** START OF DOCUMENT PASSAGE **

Here is some good news for parents who wants to save for their kids education, if a private member bill becomes law.
However, the Harper Government might not like this bill to pass.
http://www.thestar.com/Business/article/310265
Commons approves tax breaks on RESPs
Private member's bill would treat education savings like RRSPs
Mar 07, 2008 04:30 AM
Bruce campion-smith
and James daw
Star Reporters
Saving for your child's education could soon earn you a big tax break.
The House of Commons has quietly endorsed a private members' bill that could have big impact for parents trying to collect the cash to send kids to university or college.
If the bill becomes law, parents would be allowed to contribute up to $5,000 a year to a registered education savings plan for each child and deduct that amount from their income taxes.
It's like a registered retirement savings plan – except it's for children and their education, said Dan McTeague, the Liberal MP for Pickering-Scarborough East who sponsored the bill.

** END OF DOCUMENT PASSAGE **

= STATED TASK =
Reproduce the RESP tax break article in full, word for word.

** START OF DATA SUPPLIED **

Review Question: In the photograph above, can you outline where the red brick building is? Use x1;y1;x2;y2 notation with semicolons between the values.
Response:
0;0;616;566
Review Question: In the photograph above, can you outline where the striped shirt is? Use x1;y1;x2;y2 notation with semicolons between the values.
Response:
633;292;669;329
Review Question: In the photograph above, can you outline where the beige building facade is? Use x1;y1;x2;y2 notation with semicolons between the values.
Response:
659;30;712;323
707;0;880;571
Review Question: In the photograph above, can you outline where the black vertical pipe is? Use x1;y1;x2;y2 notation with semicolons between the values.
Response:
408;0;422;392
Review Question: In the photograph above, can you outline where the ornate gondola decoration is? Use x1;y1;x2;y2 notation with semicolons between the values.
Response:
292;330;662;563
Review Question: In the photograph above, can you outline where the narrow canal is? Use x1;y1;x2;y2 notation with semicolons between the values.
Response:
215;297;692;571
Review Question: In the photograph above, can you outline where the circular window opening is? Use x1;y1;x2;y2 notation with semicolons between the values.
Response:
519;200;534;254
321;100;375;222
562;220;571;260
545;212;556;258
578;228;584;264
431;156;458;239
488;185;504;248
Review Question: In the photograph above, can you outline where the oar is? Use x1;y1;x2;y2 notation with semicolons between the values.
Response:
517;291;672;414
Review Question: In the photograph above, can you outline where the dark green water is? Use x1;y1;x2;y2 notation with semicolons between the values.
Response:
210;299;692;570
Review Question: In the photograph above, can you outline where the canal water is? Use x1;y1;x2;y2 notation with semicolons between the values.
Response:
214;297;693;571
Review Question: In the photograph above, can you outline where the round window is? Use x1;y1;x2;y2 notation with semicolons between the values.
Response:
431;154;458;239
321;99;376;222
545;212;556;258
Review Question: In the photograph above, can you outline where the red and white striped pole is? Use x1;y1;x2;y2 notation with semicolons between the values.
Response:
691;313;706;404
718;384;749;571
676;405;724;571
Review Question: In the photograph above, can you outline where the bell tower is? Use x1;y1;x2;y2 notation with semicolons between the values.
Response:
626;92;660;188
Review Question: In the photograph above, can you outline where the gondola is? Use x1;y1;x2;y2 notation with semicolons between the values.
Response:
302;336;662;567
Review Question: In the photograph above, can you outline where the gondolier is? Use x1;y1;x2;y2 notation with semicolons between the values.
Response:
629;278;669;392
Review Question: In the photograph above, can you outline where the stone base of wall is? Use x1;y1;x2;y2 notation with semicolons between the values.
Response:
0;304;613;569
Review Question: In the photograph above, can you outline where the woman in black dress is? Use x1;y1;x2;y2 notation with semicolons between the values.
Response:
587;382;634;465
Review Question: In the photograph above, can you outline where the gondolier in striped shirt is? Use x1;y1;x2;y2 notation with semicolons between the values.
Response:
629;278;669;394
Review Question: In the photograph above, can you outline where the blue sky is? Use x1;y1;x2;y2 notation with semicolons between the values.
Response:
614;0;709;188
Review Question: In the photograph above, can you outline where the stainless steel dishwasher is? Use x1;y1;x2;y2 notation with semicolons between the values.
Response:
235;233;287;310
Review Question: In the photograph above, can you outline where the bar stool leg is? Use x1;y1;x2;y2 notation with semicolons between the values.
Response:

** END OF DATA SUPPLIED **

= RESPONSE TO THE EXERCISE =
Here is some good news for parents who wants to save for their kids education, if a private member bill becomes law.
However, the Harper Government might not like this bill to pass.
http://www.thestar.com/Business/article/310265
Commons approves tax breaks on RESPs
Private member's bill would treat education savings like RRSPs
Mar 07, 2008 04:30 AM
Bruce campion-smith
and James daw
Star Reporters
Saving for your child's education could soon earn you a big tax break.
The House of Commons has quietly endorsed a private members' bill that could have big impact for parents trying to collect the cash to send kids to university or college.
If the bill becomes law, parents would be allowed to contribute up to $5,000 a year to a registered education savings plan for each child and deduct that amount from their income taxes.
It's like a registered retirement savings plan – except it's for children and their education, said Dan McTeague, the Liberal MP for Pickering-Scarborough East who sponsored the bill.